Thomas v. Sims
Opinion of the Court
ORDER
Clarence Thomas and co-defendant Anthony DuBose were convicted of aggravated robbery and aggravated battery following a bench trial at which they were represented by the same attorney. After unsuccessfully exhausting his state court remedies, Thomas petitioned for a writ of habeas corpus pursuant to 28 U.S.C. § 2254, alleging, among other things, that his trial counsel’s joint representation of him and his co-defendant deprived him of effective assistance of counsel. The district court denied Thomas’s petition, concluding that the Illinois appellate court reasonably applied Strickland v. Washington, 466 U.S. 668, 104 S.Ct. 2052, 80 L.Ed.2d 674 (1984), in denying Thomas’s ineffective-assistance claim. We affirm for the reasons set forth below.

§ **WHAT THE EXERCISE ASKS**
Pick up the Thomas v. Sims court order after its last sentence and write the paragraph that follows.

§ **DATASET RECORDS**
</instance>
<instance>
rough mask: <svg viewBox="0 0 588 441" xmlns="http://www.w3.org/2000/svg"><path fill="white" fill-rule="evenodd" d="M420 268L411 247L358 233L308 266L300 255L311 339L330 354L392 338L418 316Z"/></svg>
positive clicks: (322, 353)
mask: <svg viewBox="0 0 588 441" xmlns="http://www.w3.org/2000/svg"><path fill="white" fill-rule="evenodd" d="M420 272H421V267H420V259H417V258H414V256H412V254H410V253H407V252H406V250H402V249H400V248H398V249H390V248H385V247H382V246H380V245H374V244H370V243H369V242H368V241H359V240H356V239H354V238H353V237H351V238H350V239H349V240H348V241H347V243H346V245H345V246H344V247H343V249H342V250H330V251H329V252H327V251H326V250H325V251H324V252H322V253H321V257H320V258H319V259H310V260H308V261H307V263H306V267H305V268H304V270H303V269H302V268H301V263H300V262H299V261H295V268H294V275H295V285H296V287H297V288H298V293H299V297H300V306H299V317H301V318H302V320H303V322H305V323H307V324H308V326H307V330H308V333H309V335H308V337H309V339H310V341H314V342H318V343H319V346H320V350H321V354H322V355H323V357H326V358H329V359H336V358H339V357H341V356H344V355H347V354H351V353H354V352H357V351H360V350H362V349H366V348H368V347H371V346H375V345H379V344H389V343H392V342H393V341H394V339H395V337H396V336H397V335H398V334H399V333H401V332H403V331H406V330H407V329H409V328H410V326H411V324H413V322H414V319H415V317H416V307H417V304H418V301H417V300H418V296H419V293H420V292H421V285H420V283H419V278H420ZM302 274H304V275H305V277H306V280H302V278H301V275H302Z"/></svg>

§ **ANSWER TO THIS EXERCISE**
Background
We presume the facts underlying Thomas’s conviction are stated correctly in the record of the state court proceedings. The Illinois appellate court recited those facts as follows:
Defendant’s conviction arose from the robbery and beating of the victim, Jeffrey Bullard, at 12:30 a.m. on March 5, 1996, near 4209 West Carroll Avenue in Chicago. Bullard testified that on the night in question, he and Marianna Bullard drove to that area to purchase heroin. Bullard parked his car and gave Mariana $30 to buy the drugs. She got out and walked toward a gangway with the money in her hand. At this time, another car drove up and parked in front of Bullard’s car. Defendant and DuBose got out of the car and walked in the same direction as Marianna. Several seconds later, Bullard heard Marianna screaming, then saw her walking toward his car screaming and swearing at defendant and DuBose. He also testified that she threw her money over a fence. Bullard got out of his car, walked toward the group and asked, “What the hell is going on,” after which DuBose pulled out a gun, backed Bullard up against his car, and stated, “Give it up, give it up.” After Bullard replied that he did not have any money, DuBose hit him on the head with the gun, cutting him over his left eye. When Bullard fell down, defendant and DuBose beat him, and defendant took his wallet. After they got the wallet, defendant and Du-Bose got in their car and sped away. Police then arrived and Bullard told the officers what happened and described the men and their car. The officers stopped the car two blocks away and arrested defendant and DuBose, who were then identified by Bullard and Marianna.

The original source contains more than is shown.